AUSTRALIAN livestock could rid itself of its pollutant tag earned by being the nation’s third largest source of green house gas emissions if preliminary findings from a new methane heritability study are any indication.
Last month, scientist involved in a collaborative Western Australian and NSW greenhouse gas abatement project made the important breakthrough of successfully measuring the emissions from sheep via a simple breath test in a large sample of 700 sheep at the Faulkner research centre, NSW.
Previously methane levels could only be measured in special methane chambers, over a 24 hour period, one sheep at a time.
“There is evidence that methane production is heritable but to prove this we need to be able to measure large numbers of animals,” said project leader Dr Phil Vercoe, who has dedicated his career to improving animal’s productive capabilities and is the deputy director of animal production systems at the University of Western Australia.
“If we can identify that the level of methane production is heritable than there is an opportunity to make some serious progress in the reduction of it.”
He says sheep are ideally placed to play a major role in reducing the level of greenhouse gas emissions as science has already proven that that the variation in methane production between individual sheep is as high as 10-20per cent.
That being the case, Dr Vercoe said, there is an “ideal opportunity” for selection of low methane producers providing the trait is heritable.
Meanwhile, under the consensus that more efficient animals will produce less methane, Meat and Livestock Australia modeling has shown that decreasing feed requirements in terms of dry sheep equivalent per head by one per cent would result in a weighted NPV $15.9 million per year for lamb and sheep meat production.
Individual sheep emit about 20 litres and cattle up to 280 litres of methane a day.
Under Dr Vercoe’s direction, the livestock methane reduction project is also assessing the impact different feed has on methane production.
The project falls under the four-year $130 million Australian Farming Future funding program announced by Minster for agriculture, fisheries and Forestry, Tony Burke last year.
“If we can reduce methane production there is the potential to not just reduce green house gas emission but to also improve production as well,” Dr Vercoe said.
“We know that the more you eat the more methane is produced but what we don’t know is how much of a role genetics play.”
Beef Industry Centre of Excellence Dr Roger Hegarty explained: “Eight per cent of gross energy in food goes to methane so what we would like to do is repartition this into something useful like wool or milk.”

EXTRACTED ENTRIES
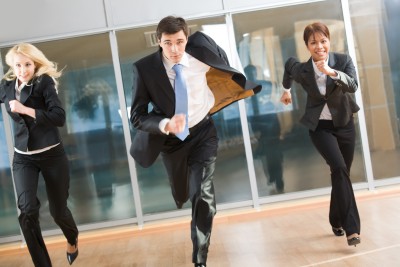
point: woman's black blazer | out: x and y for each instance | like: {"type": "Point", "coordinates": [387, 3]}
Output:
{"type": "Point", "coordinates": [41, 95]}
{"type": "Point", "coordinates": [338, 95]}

* * *

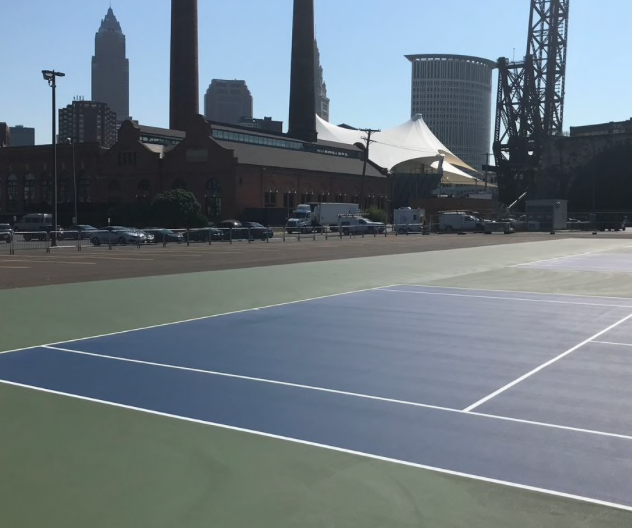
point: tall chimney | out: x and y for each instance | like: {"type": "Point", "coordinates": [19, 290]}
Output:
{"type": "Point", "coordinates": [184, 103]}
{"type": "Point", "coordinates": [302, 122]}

BRIEF A
List every person named in full in the article on sheep methane.
BRIEF B
From the article on sheep methane, set down the passage starting with "That being the" and going on through "methane a day.".
BRIEF C
According to the article on sheep methane, how much methane does an individual sheep emit each day?

SOLUTION A
Phil Vercoe, Tony Burke, Roger Hegarty

SOLUTION B
That being the case, Dr Vercoe said, there is an “ideal opportunity” for selection of low methane producers providing the trait is heritable.
Meanwhile, under the consensus that more efficient animals will produce less methane, Meat and Livestock Australia modeling has shown that decreasing feed requirements in terms of dry sheep equivalent per head by one per cent would result in a weighted NPV $15.9 million per year for lamb and sheep meat production.
Individual sheep emit about 20 litres and cattle up to 280 litres of methane a day.

SOLUTION C
About 20 litres a day.